[Text to read]:

##############################

As far as Turkey's increasing presence in international diplomatic and economic institutions is concerned, we are nearing a milestone development whereby Turkey will take up the rotating presidency of the G-20 in December of this year. In the context of the complicated architecture of global economic governance in which multiple institutions have divided responsibilities, the G-20 was conceived of as the premier forum for interstate cooperation. Although the group was established as an informal platform in 1999 following the financial crises of the 1990s, it was institutionalized after the global crisis in 2008 in view of the urgent need for coordination. The main motivation for the G-20 was the growing recognition that emerging markets and developing countries (EMDCs) were not adequately represented in the main platforms of global economic governance despite their growing share in the world economy. Therefore, following more exclusive precedents such as the G-7 and the G-8, the G-20 was structured as an inclusive platform that brings the leaders and economic policy makers of industrialized economies and emerging economic powers to the same platform. Despite ambiguities concerning its institutional structure, operational responsibilities and legal ties with other international bodies, the G-20 has been widely accepted as the locus of international economic cooperation since the Pittsburgh Summit in 2009.

##############################

(Coordinate annotation entries)
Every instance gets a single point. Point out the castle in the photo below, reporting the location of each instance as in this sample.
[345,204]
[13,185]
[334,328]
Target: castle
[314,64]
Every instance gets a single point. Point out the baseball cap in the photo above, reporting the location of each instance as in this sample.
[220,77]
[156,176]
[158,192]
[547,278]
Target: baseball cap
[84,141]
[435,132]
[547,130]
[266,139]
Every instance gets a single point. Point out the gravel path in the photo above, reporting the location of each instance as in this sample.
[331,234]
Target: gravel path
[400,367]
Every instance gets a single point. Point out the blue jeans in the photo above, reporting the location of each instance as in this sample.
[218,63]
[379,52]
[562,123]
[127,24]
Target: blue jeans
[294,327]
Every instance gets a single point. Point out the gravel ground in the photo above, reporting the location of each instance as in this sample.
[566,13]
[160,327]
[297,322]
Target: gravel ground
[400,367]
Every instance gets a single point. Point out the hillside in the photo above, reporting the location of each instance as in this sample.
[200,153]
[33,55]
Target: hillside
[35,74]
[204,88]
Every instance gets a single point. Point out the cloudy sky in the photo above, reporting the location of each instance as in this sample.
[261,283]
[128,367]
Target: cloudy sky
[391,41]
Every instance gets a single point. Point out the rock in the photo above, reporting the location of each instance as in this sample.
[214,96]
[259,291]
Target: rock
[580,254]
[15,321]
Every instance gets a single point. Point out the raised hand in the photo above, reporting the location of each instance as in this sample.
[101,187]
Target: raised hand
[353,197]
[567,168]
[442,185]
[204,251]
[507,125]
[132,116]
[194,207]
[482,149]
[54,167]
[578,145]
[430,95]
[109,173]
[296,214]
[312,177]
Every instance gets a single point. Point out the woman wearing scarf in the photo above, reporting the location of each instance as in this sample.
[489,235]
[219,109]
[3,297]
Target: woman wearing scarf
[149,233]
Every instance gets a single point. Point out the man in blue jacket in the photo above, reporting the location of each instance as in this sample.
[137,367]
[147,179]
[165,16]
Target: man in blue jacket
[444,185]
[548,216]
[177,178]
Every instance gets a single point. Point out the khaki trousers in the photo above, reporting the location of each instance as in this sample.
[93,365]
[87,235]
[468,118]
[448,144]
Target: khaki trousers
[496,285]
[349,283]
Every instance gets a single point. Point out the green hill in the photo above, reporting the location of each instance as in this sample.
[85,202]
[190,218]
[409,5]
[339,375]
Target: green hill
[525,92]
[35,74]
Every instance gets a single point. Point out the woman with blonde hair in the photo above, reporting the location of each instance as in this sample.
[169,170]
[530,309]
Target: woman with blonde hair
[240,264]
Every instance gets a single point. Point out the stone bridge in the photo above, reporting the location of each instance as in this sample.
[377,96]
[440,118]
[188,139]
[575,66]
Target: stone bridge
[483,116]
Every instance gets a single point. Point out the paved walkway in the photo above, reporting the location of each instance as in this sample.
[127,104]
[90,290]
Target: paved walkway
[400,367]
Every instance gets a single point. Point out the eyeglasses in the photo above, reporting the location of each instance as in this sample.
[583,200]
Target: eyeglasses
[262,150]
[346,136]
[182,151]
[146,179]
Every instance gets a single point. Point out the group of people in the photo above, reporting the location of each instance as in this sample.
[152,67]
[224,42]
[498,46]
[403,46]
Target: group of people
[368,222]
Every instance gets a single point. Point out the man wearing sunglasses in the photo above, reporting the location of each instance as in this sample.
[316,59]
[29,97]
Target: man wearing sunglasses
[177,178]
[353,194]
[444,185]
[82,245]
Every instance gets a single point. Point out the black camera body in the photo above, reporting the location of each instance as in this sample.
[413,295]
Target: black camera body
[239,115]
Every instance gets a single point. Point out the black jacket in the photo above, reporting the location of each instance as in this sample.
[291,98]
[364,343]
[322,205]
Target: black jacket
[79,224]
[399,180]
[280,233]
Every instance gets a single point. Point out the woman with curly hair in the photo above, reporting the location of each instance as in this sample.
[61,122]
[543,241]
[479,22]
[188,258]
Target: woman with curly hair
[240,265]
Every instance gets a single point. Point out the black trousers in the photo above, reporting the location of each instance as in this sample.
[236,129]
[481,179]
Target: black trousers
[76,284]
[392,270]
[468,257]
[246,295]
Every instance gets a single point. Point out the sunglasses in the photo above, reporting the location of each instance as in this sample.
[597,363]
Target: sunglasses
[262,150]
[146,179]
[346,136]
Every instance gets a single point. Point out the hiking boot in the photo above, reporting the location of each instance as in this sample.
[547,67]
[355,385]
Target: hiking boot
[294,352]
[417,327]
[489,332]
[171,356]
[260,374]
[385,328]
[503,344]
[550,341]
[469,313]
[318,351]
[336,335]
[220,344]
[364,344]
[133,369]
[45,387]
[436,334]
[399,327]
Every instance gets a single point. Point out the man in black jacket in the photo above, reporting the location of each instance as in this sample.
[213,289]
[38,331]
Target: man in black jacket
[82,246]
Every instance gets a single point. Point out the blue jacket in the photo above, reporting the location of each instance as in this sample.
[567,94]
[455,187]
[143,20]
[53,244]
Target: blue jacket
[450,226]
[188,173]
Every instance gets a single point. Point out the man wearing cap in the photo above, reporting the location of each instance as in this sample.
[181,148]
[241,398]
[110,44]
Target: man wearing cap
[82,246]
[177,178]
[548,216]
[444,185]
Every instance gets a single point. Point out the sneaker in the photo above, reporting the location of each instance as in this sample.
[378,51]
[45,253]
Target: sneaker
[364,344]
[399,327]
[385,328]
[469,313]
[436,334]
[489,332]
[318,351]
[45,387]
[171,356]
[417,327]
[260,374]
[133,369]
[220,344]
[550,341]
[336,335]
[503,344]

##############################

[Instruction A]:
According to the passage on the G-20, since which summit has the group been widely accepted as the locus of international economic cooperation?
[Instruction B]:
List every area in which the passage on the G-20 says ambiguities exist regarding the group.

[Exercise answer A]:
The Pittsburgh Summit in 2009.

[Exercise answer B]:
- Its institutional structure
- Its operational responsibilities
- Its legal ties with other international bodies